# [Excerpt provided]
============

March 1, 2015

A nice special mention of my work in art and design section of the THE GUARDIAN today: read it here!

CARRIE BURIED BENEATH CATALPA BEANS/MOUNTAIN SWEEP is a commission of sixteen photographs and texts I created at the segregated psychiatric- and epilepsy asylums in rural Virginia (where my ancestors were institutionalized), where anti-miscegenation eugenics crimes against humanity were perpetrated…scroll down for further information on the project.

It’s included in GROUP THERAPY at the marvelous FACT, Foundation for Art and Creative Technology in Liverpool. The exhibition opens on March 5th and runs through May 17.

============

# [Extracted data]
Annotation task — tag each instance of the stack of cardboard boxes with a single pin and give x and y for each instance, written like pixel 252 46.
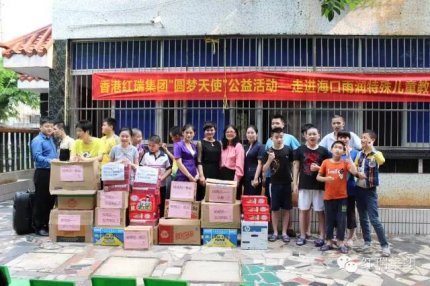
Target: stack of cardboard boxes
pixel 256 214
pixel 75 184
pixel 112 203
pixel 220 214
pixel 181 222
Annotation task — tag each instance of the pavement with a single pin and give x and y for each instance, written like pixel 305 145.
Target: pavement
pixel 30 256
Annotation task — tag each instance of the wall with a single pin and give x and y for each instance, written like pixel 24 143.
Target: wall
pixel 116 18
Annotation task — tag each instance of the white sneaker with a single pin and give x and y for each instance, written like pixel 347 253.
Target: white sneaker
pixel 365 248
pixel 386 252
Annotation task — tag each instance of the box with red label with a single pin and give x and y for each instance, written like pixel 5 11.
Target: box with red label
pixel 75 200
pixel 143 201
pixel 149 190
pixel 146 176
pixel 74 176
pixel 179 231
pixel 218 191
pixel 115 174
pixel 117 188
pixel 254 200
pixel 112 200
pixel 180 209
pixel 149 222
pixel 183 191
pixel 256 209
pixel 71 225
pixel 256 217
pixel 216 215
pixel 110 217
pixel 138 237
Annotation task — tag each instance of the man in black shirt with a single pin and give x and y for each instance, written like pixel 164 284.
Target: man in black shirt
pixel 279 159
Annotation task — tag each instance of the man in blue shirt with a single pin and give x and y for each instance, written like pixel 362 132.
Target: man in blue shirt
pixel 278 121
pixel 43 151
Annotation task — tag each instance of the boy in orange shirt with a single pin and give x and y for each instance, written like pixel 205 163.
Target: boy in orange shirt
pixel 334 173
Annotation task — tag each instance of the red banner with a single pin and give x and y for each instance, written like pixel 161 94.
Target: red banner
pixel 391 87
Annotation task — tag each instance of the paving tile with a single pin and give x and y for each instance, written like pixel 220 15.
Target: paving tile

============

# [Work task A]
From the post above the rows, extract the stretch from "CARRIE BURIED BENEATH" through "on the project.", copying it word for word.
# [Work task B]
According to the post, how many photographs and texts make up the commission CARRIE BURIED BENEATH CATALPA BEANS/MOUNTAIN SWEEP?
# [Work task C]
List every calendar date that appears in the post.

# [Response A]
CARRIE BURIED BENEATH CATALPA BEANS/MOUNTAIN SWEEP is a commission of sixteen photographs and texts I created at the segregated psychiatric- and epilepsy asylums in rural Virginia (where my ancestors were institutionalized), where anti-miscegenation eugenics crimes against humanity were perpetrated…scroll down for further information on the project.

# [Response B]
The commission consists of sixteen photographs and texts.

# [Response C]
- March 1, 2015
- March 5th
- May 17